::: Materials provided

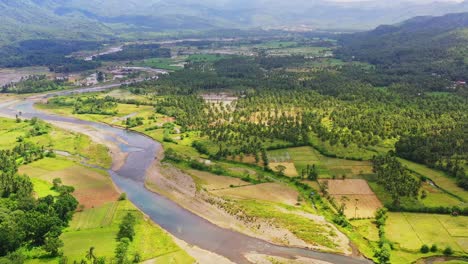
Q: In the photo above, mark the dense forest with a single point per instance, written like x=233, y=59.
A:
x=33, y=84
x=137, y=52
x=277, y=108
x=49, y=53
x=427, y=52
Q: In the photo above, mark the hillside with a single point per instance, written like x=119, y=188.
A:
x=97, y=19
x=26, y=19
x=419, y=48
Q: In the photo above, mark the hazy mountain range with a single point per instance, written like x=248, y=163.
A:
x=94, y=19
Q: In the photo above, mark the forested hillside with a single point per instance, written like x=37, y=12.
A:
x=98, y=19
x=428, y=52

::::::

» **Request**: Reproduce the items from the line containing "Q: In the photo above, mark the hazy" through the end of the items, with "forested hillside" replaced by "wooded slope" and nothing else altered.

» **Task solution**:
Q: In the photo above, mark the hazy mountain range with a single point per instance, written like x=248, y=163.
A:
x=94, y=19
Q: In the photo above, mark the wooded slope with a single point per instance, written like x=37, y=12.
A:
x=98, y=19
x=428, y=52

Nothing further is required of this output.